Challenge - Extract every line of the listing below that contains the word "brick".

Detection annotation listing -
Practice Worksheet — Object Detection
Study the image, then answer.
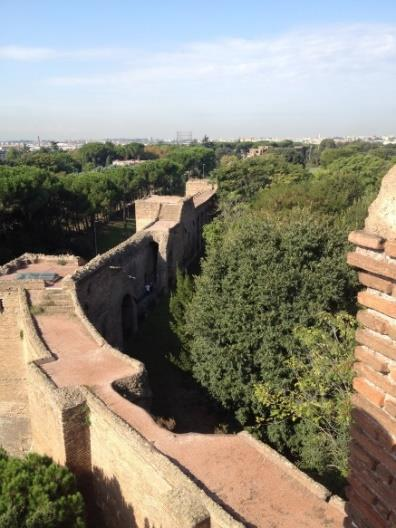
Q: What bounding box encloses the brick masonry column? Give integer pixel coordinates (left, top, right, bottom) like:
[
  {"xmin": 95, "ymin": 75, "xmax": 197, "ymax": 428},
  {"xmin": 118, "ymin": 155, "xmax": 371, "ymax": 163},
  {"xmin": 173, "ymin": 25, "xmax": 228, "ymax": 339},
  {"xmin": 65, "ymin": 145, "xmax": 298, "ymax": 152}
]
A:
[{"xmin": 347, "ymin": 166, "xmax": 396, "ymax": 528}]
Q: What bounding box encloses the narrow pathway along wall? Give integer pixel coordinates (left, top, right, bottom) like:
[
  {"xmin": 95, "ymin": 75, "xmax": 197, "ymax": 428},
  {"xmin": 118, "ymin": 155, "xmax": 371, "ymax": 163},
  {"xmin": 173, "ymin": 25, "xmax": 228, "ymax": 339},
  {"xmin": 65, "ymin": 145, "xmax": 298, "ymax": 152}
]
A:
[
  {"xmin": 0, "ymin": 182, "xmax": 344, "ymax": 528},
  {"xmin": 348, "ymin": 167, "xmax": 396, "ymax": 528}
]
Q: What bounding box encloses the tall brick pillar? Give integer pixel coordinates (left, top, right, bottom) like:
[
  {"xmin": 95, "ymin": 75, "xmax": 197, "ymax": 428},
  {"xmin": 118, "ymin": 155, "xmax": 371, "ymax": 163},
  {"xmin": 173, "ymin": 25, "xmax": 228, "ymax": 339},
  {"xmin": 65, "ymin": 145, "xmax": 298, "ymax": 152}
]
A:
[{"xmin": 348, "ymin": 166, "xmax": 396, "ymax": 528}]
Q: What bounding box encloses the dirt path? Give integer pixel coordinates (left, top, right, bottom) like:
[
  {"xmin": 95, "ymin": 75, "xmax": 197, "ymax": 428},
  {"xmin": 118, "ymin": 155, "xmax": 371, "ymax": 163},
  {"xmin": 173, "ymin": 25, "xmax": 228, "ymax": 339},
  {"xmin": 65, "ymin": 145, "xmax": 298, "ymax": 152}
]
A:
[{"xmin": 36, "ymin": 314, "xmax": 343, "ymax": 528}]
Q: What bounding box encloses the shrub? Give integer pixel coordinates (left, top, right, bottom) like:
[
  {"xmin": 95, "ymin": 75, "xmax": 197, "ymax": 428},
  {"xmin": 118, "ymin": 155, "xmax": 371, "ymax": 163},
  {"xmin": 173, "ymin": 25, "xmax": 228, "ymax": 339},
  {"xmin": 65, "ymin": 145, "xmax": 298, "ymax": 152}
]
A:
[{"xmin": 0, "ymin": 450, "xmax": 85, "ymax": 528}]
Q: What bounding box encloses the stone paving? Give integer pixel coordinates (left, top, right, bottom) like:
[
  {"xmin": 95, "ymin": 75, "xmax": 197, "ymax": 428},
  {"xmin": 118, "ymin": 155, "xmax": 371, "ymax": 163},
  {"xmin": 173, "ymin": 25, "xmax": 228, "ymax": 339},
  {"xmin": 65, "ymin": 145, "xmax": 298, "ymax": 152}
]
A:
[{"xmin": 36, "ymin": 306, "xmax": 344, "ymax": 528}]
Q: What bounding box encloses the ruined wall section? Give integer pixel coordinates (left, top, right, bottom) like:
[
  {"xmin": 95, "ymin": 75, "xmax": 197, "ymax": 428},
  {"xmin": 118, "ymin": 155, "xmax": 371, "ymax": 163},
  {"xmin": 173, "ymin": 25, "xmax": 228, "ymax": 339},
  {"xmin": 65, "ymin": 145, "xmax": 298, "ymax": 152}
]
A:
[
  {"xmin": 186, "ymin": 178, "xmax": 217, "ymax": 196},
  {"xmin": 348, "ymin": 168, "xmax": 396, "ymax": 528},
  {"xmin": 18, "ymin": 288, "xmax": 91, "ymax": 477},
  {"xmin": 0, "ymin": 281, "xmax": 31, "ymax": 455},
  {"xmin": 72, "ymin": 231, "xmax": 167, "ymax": 350},
  {"xmin": 84, "ymin": 389, "xmax": 242, "ymax": 528}
]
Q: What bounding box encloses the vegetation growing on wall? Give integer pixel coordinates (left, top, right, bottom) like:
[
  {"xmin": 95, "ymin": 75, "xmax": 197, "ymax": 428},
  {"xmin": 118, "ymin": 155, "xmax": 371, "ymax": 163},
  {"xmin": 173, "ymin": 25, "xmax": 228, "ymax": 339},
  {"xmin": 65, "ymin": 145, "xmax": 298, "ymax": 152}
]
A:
[
  {"xmin": 171, "ymin": 142, "xmax": 394, "ymax": 491},
  {"xmin": 0, "ymin": 450, "xmax": 85, "ymax": 528}
]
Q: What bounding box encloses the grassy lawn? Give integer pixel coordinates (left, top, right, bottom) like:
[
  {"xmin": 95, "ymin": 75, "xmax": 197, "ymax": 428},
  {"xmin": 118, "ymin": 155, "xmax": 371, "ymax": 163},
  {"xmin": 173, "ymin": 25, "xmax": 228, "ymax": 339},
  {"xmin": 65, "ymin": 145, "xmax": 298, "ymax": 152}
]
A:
[{"xmin": 96, "ymin": 218, "xmax": 136, "ymax": 253}]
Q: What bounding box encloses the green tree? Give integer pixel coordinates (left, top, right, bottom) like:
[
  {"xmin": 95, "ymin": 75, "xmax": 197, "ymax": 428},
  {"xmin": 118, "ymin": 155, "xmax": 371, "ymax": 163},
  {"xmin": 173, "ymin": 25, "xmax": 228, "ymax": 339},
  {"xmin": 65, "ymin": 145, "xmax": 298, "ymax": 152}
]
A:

Answer to this exercise -
Q: What bounding box encloses the brick masonry column? Give integer pixel coordinates (left, top, right, bottom) like:
Q: What bounding box encloses the tall brick pillar? Give integer pixel coordinates (left, top, right, bottom) like:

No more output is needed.